begin Data supplied

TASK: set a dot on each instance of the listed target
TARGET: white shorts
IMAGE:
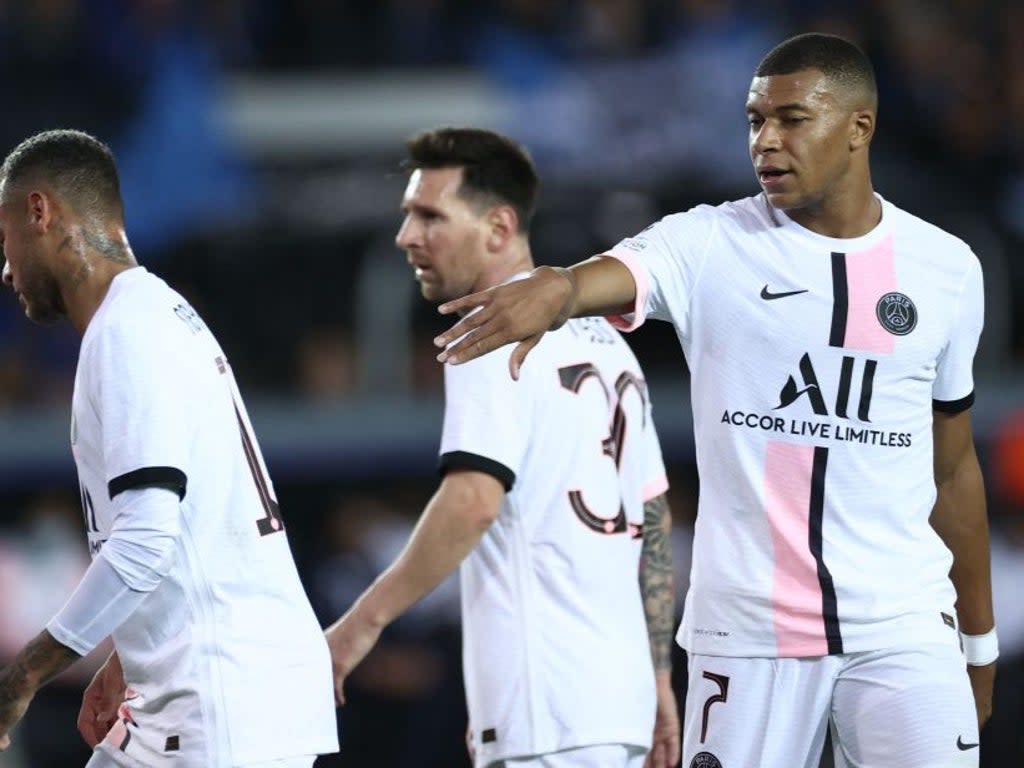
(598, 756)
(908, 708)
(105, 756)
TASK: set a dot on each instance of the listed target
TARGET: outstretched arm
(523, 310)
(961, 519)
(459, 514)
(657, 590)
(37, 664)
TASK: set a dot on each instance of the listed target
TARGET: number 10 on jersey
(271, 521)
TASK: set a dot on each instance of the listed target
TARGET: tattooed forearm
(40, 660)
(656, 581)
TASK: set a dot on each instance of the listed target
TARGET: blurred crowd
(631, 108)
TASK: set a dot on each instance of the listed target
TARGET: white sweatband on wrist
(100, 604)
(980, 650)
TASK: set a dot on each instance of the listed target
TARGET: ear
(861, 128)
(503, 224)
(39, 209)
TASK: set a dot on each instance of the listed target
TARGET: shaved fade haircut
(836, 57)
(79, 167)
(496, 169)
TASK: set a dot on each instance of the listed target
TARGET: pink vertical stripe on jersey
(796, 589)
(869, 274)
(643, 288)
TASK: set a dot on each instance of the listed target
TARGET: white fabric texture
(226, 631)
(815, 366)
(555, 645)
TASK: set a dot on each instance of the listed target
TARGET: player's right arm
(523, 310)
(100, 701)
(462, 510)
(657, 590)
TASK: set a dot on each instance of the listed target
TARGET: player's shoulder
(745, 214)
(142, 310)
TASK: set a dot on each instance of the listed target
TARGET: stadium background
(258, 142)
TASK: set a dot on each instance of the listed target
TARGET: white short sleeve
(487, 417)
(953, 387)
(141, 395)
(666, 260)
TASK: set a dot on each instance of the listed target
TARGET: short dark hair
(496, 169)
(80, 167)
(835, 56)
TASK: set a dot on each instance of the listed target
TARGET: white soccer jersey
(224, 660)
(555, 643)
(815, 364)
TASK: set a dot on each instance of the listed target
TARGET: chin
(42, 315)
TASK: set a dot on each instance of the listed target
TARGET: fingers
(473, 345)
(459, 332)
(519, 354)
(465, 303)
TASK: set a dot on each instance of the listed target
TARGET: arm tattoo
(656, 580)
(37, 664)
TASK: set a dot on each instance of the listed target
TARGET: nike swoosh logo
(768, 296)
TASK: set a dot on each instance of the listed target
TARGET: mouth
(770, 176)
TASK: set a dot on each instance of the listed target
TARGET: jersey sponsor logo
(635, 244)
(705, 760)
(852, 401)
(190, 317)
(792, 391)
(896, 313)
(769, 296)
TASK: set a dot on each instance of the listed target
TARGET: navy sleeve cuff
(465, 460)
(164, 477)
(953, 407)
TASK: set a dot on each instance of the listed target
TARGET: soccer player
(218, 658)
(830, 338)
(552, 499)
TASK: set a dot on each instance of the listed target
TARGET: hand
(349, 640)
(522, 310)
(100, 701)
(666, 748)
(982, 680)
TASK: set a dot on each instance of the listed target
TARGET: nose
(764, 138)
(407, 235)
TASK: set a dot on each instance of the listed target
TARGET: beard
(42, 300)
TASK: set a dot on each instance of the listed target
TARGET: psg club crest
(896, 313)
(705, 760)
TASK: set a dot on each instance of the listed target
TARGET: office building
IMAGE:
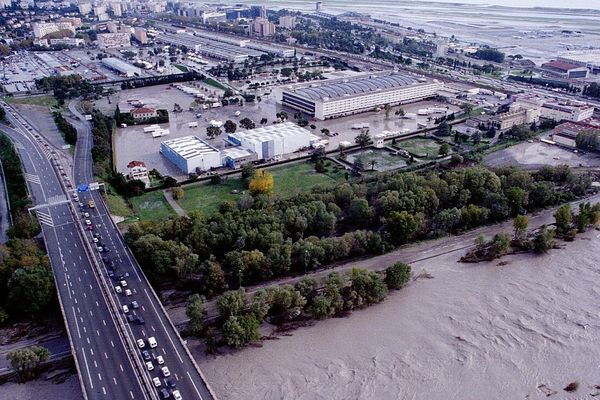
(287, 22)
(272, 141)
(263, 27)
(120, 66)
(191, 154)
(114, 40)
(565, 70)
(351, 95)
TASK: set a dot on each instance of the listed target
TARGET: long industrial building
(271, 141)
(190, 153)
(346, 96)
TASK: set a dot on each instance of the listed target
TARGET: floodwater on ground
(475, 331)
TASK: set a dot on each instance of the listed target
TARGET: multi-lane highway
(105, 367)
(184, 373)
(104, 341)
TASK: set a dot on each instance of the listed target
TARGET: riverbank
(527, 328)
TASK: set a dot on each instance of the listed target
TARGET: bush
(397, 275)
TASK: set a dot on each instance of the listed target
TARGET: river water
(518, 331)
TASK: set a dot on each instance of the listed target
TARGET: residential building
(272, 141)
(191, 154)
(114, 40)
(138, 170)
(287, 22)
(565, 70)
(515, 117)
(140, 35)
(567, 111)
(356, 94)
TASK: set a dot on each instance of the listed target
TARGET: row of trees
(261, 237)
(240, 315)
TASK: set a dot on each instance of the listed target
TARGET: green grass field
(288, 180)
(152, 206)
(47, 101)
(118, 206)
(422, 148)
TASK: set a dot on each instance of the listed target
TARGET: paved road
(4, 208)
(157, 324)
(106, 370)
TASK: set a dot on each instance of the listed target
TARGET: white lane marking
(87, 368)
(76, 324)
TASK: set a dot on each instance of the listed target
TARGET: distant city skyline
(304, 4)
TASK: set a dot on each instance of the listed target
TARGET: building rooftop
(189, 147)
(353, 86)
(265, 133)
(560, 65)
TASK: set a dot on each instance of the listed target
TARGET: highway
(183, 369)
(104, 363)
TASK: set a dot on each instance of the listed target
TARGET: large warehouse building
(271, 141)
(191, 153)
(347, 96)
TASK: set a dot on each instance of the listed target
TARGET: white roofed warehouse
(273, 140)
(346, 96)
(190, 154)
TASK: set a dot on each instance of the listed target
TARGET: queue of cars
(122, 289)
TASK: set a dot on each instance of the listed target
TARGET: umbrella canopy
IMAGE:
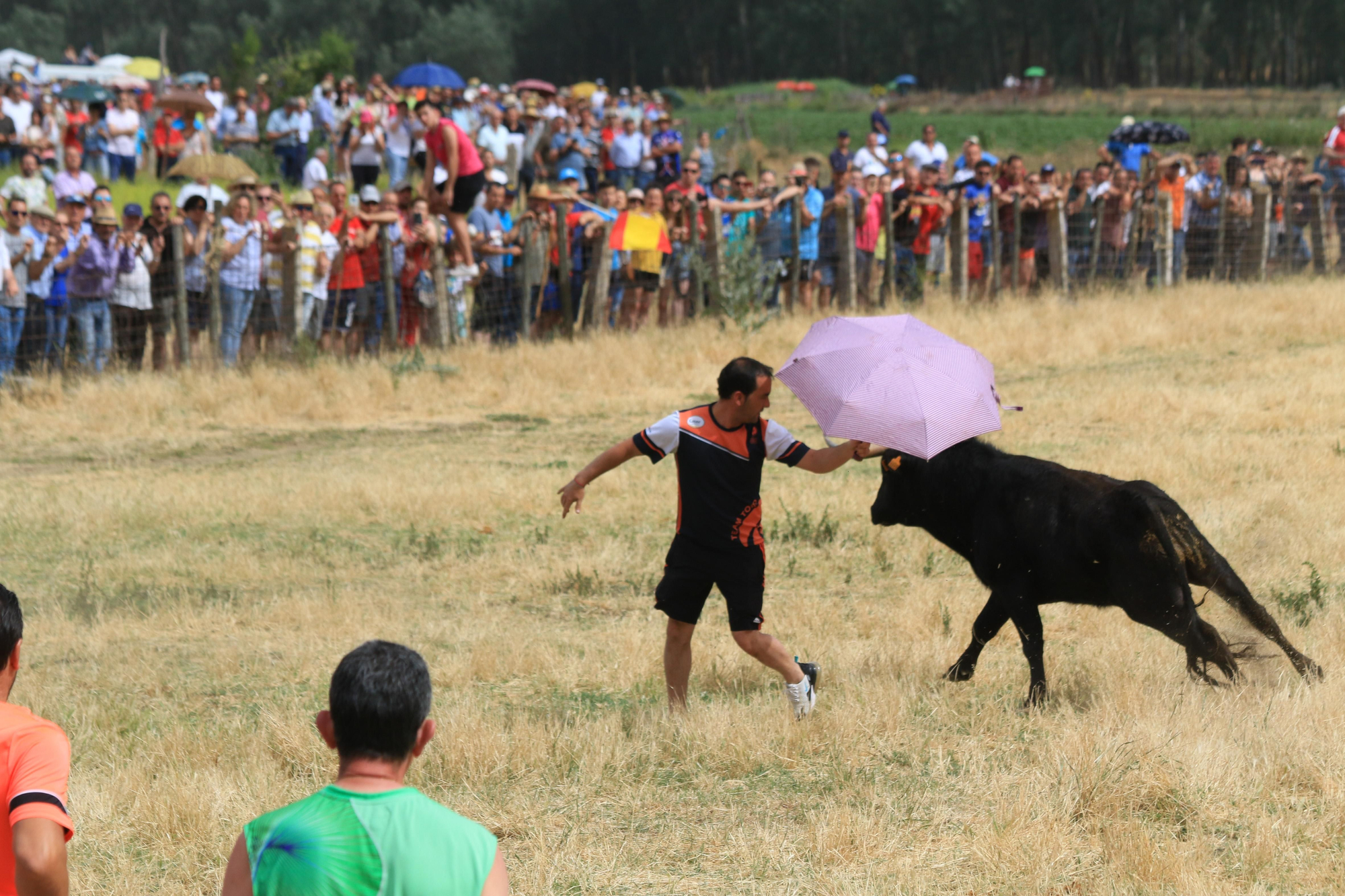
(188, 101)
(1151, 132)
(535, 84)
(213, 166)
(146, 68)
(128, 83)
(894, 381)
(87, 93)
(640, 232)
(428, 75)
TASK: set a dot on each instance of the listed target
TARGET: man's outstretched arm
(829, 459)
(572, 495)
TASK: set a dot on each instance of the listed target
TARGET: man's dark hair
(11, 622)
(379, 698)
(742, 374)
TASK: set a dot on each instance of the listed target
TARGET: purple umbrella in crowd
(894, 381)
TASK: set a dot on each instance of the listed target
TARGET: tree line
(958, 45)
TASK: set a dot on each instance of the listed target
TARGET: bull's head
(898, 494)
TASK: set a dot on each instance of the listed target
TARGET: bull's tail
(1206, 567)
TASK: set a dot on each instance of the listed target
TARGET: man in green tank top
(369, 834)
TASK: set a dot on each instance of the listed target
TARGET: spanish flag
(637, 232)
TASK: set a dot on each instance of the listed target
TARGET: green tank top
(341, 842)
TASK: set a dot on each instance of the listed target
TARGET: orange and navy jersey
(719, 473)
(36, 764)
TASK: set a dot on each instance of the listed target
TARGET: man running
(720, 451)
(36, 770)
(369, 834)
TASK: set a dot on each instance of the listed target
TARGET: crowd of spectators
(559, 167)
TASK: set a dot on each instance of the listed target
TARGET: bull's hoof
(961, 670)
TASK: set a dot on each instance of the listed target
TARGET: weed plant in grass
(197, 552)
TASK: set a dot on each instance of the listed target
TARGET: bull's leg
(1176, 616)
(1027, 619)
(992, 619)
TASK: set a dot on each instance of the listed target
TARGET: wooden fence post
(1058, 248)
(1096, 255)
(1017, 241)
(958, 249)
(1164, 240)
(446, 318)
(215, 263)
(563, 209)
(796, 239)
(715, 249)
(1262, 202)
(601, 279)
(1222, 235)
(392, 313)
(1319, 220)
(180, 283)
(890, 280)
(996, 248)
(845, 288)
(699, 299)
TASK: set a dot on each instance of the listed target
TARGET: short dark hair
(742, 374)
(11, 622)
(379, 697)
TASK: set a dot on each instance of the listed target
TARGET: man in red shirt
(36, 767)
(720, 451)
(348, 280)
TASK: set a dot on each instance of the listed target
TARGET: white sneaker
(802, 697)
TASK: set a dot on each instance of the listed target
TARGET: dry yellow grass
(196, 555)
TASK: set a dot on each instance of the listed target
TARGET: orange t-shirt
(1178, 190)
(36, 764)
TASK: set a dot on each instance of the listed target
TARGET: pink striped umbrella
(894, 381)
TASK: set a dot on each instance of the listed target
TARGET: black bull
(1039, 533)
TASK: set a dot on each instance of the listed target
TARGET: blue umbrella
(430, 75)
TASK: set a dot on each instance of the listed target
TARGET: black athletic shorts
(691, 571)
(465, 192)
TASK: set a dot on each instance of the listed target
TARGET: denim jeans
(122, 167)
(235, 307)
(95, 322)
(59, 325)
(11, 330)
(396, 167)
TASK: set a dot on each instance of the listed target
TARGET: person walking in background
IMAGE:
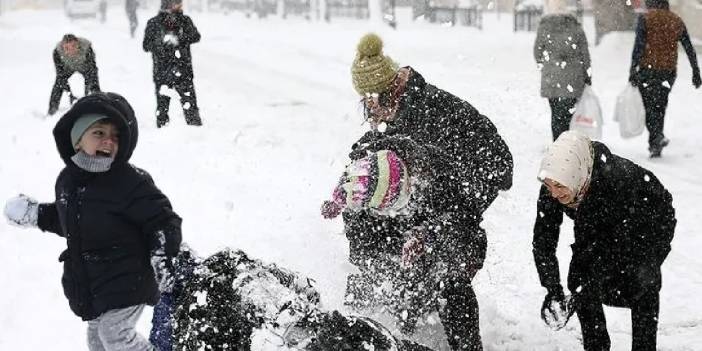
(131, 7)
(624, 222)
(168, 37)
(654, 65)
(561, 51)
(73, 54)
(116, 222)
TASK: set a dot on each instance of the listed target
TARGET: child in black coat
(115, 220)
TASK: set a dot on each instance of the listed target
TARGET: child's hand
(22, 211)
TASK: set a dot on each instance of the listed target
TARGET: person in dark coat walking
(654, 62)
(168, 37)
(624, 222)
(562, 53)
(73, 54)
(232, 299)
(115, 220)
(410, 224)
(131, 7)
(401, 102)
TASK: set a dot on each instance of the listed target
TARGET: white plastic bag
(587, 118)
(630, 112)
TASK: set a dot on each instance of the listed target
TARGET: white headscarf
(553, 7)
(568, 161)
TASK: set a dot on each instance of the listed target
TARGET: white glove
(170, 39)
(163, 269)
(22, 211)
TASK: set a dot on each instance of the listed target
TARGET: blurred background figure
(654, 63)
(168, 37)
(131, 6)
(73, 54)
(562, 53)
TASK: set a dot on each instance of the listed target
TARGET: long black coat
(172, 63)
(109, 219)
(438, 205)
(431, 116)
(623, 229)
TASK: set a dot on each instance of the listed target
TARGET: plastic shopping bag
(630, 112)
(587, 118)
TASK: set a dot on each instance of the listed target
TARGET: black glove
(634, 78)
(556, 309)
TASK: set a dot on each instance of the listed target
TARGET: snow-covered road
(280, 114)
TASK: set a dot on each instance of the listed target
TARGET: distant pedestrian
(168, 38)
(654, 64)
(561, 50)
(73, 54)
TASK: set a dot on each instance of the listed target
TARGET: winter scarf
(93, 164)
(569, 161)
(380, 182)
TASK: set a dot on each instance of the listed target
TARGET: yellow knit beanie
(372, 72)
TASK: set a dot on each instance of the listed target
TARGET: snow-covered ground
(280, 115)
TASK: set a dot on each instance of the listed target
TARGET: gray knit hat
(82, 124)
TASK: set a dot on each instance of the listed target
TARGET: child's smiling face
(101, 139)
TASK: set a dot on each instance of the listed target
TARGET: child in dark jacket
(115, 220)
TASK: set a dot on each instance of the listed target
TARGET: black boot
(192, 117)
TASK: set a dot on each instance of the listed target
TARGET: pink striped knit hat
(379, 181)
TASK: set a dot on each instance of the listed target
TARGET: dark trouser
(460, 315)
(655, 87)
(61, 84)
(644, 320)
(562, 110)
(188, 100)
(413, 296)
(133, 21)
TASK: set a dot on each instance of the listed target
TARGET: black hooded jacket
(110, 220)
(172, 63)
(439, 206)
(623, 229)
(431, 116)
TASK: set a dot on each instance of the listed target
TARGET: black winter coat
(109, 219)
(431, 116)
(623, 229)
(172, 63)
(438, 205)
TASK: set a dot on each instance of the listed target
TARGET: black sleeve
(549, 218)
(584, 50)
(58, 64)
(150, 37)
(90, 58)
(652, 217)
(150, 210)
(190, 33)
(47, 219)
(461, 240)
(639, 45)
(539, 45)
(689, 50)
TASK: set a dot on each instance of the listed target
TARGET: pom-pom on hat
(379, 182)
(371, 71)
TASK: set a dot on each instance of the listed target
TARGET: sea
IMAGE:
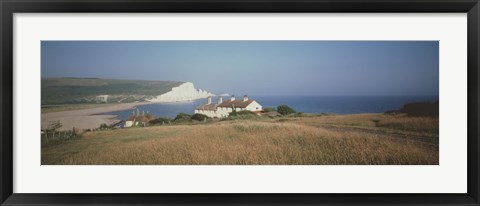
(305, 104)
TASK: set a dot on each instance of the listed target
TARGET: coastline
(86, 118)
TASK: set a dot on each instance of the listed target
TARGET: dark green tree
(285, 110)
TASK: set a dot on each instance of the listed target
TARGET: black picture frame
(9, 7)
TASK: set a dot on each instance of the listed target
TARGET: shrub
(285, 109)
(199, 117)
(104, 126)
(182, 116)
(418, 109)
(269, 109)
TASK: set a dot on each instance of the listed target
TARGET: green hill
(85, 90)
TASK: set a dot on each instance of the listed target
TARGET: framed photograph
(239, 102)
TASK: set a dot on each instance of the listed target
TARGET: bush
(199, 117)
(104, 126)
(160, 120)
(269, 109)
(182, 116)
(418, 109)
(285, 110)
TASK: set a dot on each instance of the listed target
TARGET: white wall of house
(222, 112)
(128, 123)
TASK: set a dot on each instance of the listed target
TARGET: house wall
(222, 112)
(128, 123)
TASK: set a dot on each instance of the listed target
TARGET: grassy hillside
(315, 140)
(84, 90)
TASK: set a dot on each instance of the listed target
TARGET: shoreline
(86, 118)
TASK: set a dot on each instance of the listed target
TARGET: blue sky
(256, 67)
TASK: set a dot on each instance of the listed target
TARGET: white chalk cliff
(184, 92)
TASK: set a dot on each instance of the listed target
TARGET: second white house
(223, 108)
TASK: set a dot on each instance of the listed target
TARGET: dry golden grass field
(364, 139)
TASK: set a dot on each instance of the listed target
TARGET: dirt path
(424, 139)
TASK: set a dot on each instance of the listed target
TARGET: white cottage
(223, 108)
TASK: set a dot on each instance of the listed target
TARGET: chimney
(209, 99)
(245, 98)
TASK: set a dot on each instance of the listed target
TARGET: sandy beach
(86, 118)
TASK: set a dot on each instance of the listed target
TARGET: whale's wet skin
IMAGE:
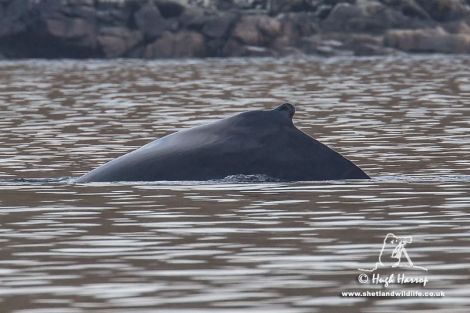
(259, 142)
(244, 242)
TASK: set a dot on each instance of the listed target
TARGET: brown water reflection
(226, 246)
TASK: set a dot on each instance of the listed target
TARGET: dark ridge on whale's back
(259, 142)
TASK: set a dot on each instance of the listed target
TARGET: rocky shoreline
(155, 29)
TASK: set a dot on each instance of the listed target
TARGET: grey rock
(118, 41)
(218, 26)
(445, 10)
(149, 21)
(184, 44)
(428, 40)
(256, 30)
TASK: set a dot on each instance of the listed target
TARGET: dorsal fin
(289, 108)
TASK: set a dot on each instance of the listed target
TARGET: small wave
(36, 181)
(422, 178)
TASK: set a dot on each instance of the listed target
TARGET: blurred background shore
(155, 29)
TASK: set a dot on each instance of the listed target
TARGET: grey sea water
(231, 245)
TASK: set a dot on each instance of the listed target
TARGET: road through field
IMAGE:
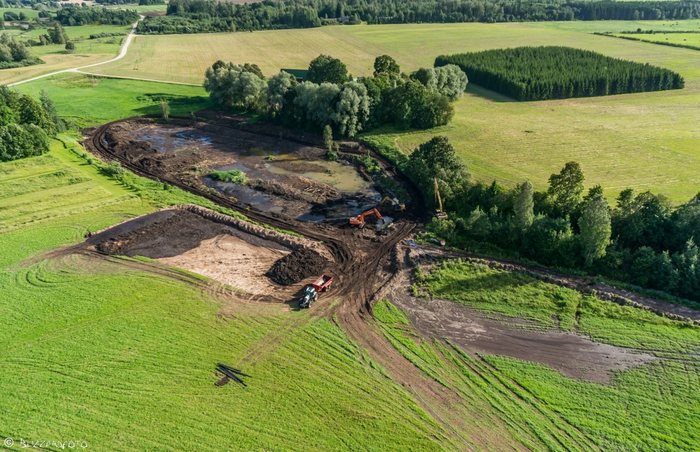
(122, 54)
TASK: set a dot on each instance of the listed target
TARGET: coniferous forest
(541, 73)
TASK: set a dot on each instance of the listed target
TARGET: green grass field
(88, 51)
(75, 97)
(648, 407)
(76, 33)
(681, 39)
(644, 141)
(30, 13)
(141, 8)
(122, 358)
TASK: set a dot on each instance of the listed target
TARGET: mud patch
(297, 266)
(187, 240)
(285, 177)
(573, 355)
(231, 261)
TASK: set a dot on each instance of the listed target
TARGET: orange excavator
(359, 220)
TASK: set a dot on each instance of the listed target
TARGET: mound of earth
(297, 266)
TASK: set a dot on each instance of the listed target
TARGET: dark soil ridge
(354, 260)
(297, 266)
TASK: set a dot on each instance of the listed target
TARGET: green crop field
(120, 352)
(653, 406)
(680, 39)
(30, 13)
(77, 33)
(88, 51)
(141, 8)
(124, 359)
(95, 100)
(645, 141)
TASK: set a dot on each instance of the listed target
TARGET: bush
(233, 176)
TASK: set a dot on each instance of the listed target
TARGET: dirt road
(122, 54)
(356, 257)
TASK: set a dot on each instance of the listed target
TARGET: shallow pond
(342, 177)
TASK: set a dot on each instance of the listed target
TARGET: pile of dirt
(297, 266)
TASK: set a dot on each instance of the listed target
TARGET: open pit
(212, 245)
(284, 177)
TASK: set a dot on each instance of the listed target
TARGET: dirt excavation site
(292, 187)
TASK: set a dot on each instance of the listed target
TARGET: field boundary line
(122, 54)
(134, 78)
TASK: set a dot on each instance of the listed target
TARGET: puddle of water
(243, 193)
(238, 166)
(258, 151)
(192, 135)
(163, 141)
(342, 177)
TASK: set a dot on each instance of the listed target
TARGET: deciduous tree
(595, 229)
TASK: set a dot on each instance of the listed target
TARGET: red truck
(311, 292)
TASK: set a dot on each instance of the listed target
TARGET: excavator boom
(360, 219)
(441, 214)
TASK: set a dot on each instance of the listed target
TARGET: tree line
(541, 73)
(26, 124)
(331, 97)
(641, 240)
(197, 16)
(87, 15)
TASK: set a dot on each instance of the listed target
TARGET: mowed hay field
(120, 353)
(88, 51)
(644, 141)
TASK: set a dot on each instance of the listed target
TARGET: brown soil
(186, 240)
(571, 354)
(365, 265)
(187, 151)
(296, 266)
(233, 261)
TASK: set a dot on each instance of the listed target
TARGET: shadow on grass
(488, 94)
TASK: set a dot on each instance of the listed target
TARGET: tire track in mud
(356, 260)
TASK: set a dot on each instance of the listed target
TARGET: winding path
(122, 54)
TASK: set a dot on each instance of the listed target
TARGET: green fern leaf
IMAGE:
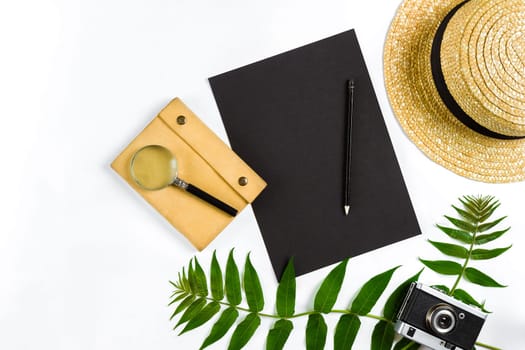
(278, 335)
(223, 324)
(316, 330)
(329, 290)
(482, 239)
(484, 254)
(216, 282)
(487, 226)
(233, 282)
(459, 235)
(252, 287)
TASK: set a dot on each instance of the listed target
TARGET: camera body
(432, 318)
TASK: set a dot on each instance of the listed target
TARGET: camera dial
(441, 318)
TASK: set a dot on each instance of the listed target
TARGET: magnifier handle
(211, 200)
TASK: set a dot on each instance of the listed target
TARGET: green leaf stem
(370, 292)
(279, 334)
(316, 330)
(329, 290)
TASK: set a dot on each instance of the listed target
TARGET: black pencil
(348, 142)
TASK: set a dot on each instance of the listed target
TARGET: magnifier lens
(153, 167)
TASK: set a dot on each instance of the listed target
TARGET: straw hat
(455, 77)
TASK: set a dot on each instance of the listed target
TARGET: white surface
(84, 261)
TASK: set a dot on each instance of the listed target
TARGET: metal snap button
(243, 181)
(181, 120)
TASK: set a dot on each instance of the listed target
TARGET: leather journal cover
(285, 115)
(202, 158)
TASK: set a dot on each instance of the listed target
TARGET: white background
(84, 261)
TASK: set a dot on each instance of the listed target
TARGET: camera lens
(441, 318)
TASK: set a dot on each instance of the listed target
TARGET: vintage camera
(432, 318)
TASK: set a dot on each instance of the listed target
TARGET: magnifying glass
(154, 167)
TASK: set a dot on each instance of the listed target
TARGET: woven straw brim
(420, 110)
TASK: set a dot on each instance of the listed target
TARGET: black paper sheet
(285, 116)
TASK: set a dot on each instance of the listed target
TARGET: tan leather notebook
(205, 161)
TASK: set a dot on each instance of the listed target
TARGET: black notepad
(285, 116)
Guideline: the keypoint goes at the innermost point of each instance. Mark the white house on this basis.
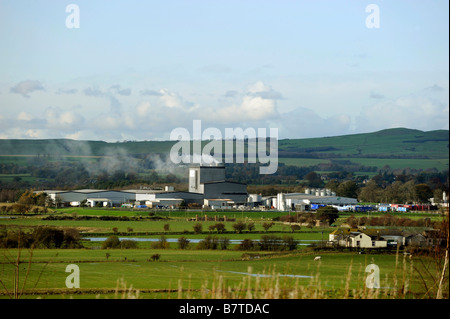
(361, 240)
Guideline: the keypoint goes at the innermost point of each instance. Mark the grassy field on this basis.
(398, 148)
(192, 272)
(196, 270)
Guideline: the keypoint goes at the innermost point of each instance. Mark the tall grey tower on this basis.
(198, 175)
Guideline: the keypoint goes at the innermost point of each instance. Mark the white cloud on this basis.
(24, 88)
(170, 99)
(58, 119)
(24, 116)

end Data supplied

Stated goal -
Turn the entries from the line containing "field on this basis." through the end of the entries into a JSON list of strings, one string per line, leaving out blank lines.

Complete answer -
[
  "Guideline: the keypoint goes at the innermost point of each instance. Mark the grassy field on this basis.",
  "(398, 148)",
  "(192, 272)",
  "(196, 270)",
  "Guideline: the keypoint goes at the innermost point of each instance. Mark the tall grey tower on this basis.",
  "(198, 175)",
  "Guideline: the keypoint goes at the innermost point of each instance. Mark the white cloud on this basis.",
  "(24, 88)",
  "(170, 99)",
  "(58, 119)",
  "(24, 116)"
]